* START Data supplied *

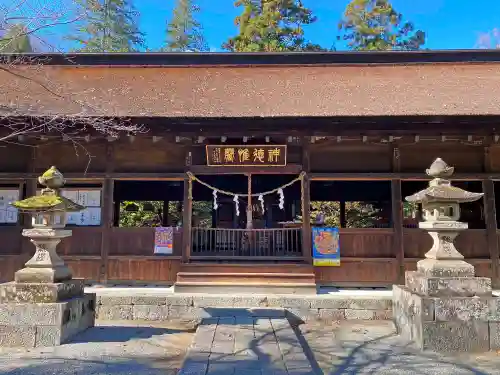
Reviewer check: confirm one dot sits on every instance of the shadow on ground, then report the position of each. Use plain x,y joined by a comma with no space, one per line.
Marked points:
120,334
381,353
65,366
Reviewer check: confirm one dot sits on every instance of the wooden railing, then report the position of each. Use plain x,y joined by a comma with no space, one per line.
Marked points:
220,243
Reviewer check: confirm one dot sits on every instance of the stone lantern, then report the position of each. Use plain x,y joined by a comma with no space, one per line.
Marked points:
44,306
441,211
443,306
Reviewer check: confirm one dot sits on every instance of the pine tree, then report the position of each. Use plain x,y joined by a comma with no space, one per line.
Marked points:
16,40
110,26
271,26
376,25
184,32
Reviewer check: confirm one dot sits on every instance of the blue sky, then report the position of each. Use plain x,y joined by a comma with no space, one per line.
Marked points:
449,24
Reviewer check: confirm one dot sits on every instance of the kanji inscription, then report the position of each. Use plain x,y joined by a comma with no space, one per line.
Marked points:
246,156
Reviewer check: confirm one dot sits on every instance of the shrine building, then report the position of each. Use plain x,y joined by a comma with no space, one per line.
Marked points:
241,157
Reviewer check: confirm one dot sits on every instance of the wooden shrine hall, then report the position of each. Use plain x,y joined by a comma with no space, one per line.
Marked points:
243,154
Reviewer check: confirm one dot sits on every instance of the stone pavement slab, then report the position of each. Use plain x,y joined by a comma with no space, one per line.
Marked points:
110,348
372,347
247,346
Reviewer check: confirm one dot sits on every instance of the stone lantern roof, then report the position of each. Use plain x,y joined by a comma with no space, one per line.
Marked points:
440,189
50,199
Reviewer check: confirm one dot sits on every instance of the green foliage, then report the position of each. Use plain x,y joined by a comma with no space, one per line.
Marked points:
330,211
271,26
184,32
149,214
140,217
16,40
374,25
361,215
109,26
357,214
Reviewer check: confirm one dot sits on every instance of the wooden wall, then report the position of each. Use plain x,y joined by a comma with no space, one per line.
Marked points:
368,256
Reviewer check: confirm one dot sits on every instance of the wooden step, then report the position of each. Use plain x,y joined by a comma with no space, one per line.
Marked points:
245,288
246,277
248,268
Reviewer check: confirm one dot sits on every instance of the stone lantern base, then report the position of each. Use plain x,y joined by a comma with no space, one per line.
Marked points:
44,306
452,313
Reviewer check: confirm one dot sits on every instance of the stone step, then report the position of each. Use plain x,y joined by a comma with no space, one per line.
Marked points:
245,345
247,277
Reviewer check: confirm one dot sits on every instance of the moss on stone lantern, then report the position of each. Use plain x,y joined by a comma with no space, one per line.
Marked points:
49,209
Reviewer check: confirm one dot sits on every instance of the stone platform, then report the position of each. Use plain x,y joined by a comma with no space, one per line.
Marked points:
157,304
244,345
448,314
44,314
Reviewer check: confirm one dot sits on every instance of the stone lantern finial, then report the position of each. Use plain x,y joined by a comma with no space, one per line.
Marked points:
439,169
45,286
49,214
440,203
443,306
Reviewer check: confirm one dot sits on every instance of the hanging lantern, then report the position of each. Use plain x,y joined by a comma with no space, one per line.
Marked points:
214,193
282,199
148,206
261,200
131,207
237,205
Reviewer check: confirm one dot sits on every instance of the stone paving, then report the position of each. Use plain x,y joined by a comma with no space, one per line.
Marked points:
246,346
110,348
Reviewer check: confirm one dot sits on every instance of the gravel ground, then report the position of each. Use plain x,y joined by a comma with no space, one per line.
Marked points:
110,348
371,347
345,348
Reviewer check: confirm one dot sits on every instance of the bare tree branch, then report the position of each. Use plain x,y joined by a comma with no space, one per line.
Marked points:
29,78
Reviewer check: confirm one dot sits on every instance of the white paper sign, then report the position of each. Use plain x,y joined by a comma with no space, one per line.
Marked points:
83,218
94,198
11,215
82,198
8,214
70,194
94,215
72,218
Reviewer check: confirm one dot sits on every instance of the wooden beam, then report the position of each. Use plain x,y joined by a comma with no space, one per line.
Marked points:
397,221
187,211
108,208
491,229
306,202
288,169
400,176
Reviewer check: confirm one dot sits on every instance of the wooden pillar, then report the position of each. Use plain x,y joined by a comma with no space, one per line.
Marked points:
187,212
31,185
164,218
491,229
249,203
306,202
397,220
108,213
107,226
343,221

* END Data supplied *

== What you are asked to do ==
Copy out the lines of the records, beginning at the line that contains "wooden beam, then" and stopping after the last line of the records.

== Task response ==
Reviewer check: confirm one dot sits on every instance of the wooden beam, then report the position of each. Use plain x,y joined by a comma with no space, one per line.
Marked points:
397,221
187,211
108,208
491,229
306,202
288,169
400,176
Reviewer check: confirm one dot sits on every instance of the wooden pillar, then report the position of each. Use plain x,y joined by a comma with no space, one per line.
Marked points:
187,212
31,185
164,218
491,229
249,203
306,202
397,220
108,213
107,226
343,221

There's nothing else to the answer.